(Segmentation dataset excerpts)
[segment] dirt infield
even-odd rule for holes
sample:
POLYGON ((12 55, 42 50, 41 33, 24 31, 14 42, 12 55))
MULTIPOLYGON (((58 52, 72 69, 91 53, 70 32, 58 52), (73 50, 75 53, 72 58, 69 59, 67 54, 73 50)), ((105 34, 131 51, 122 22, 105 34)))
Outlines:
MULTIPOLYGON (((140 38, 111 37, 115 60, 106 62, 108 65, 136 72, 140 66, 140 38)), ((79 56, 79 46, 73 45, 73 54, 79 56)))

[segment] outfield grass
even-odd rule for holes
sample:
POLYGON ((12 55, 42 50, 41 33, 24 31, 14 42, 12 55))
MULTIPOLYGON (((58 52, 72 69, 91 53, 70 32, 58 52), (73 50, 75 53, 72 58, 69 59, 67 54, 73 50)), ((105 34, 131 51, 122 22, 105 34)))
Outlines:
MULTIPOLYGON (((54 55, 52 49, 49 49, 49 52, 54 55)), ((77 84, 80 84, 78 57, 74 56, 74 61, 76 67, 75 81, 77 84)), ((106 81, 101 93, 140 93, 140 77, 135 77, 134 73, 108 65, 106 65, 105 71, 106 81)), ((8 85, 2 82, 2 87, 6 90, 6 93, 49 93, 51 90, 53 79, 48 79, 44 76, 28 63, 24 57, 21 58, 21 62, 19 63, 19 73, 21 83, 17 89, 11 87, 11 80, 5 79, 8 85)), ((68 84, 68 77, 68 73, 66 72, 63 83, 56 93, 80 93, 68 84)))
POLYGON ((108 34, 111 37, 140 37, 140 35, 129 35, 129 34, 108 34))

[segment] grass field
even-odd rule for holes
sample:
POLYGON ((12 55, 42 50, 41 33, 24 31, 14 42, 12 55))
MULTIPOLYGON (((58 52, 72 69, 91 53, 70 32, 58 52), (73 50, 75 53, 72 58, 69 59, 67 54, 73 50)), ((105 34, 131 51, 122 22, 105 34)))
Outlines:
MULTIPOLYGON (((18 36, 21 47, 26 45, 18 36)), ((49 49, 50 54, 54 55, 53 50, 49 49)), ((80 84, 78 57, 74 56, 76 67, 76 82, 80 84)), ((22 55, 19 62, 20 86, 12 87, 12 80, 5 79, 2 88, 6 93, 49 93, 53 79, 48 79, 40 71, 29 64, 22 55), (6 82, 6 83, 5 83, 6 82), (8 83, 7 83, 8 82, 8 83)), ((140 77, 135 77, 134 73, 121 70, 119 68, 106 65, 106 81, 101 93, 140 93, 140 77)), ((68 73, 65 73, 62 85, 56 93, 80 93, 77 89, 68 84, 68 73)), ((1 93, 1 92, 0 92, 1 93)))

▸ What is needed: Reproduce every line of the data above verbatim, with no changes of any kind.

▸ Task output:
[segment] dirt infield
even-odd rule for holes
sample:
POLYGON ((12 55, 42 50, 41 33, 24 31, 14 42, 12 55))
MULTIPOLYGON (((58 52, 72 69, 91 53, 70 32, 58 52), (73 50, 75 53, 72 58, 69 59, 67 54, 73 50)), ((105 34, 131 51, 122 22, 105 34)))
Outlines:
MULTIPOLYGON (((140 38, 111 37, 115 60, 106 62, 108 65, 136 72, 140 66, 140 38)), ((79 56, 79 46, 73 45, 73 54, 79 56)))

[segment] outfield grass
even-odd rule for holes
sample:
POLYGON ((12 55, 42 50, 41 33, 24 31, 14 42, 12 55))
MULTIPOLYGON (((58 52, 72 69, 91 53, 70 32, 58 52), (73 50, 75 53, 72 58, 69 59, 67 54, 73 50)), ((105 34, 131 51, 122 22, 105 34)))
Outlines:
MULTIPOLYGON (((54 55, 52 49, 49 49, 49 52, 54 55)), ((77 84, 80 84, 78 57, 74 56, 74 61, 76 67, 75 81, 77 84)), ((106 81, 101 93, 140 93, 140 77, 135 77, 134 73, 108 65, 106 65, 105 71, 106 81)), ((8 85, 2 82, 2 87, 6 90, 6 93, 49 93, 51 90, 53 79, 48 79, 44 76, 28 63, 24 57, 21 58, 21 62, 19 63, 19 73, 21 83, 17 89, 11 87, 11 80, 5 79, 8 85)), ((68 84, 68 77, 68 73, 66 72, 63 83, 56 93, 80 93, 68 84)))
POLYGON ((108 34, 111 37, 140 37, 140 35, 129 35, 129 34, 108 34))

[segment] grass field
even-odd rule for holes
sample:
POLYGON ((12 55, 42 50, 41 33, 24 31, 14 42, 12 55))
MULTIPOLYGON (((58 52, 72 69, 91 53, 70 32, 58 52), (73 50, 75 53, 72 58, 69 59, 67 54, 73 50)), ((105 34, 131 51, 122 22, 105 34)))
Outlines:
MULTIPOLYGON (((18 36, 21 47, 26 45, 18 36)), ((49 49, 50 54, 54 55, 53 50, 49 49)), ((80 84, 78 57, 74 56, 76 67, 76 82, 80 84)), ((22 55, 19 62, 20 86, 12 87, 12 80, 5 79, 2 88, 6 93, 49 93, 53 79, 48 79, 40 71, 29 64, 22 55), (6 82, 6 83, 5 83, 6 82), (8 83, 7 83, 8 82, 8 83)), ((140 77, 135 77, 134 73, 121 70, 119 68, 106 65, 106 81, 101 93, 140 93, 140 77)), ((68 73, 65 73, 62 85, 56 93, 80 93, 77 89, 68 84, 68 73)), ((1 93, 1 92, 0 92, 1 93)))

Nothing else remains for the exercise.